Records from a point labeling set
** Start **
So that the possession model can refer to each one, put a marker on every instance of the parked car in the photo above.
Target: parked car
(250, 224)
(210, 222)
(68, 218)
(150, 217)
** End **
- _Exercise_:
Reproduce every line of the records above, requests included. Multiply each point coordinate in the answers by 0.2 and round to the nearest whole number, rounding halves up.

- _Correct answer_:
So that the possession model can refer to each one, put a marker on every instance of the parked car in the photo above.
Target: parked car
(50, 45)
(42, 44)
(14, 44)
(30, 43)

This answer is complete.